◆ **Goal**
Present every line of each item below as a numbered list, skipping blank lines.

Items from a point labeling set
***

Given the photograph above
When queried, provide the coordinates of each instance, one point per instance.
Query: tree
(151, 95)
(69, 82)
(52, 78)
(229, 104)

***

◆ **Response**
1. Given the photograph above
2. When queried, provide the coordinates of each instance, one point per instance.
3. Query: tree
4. (151, 95)
5. (69, 82)
6. (52, 78)
7. (229, 104)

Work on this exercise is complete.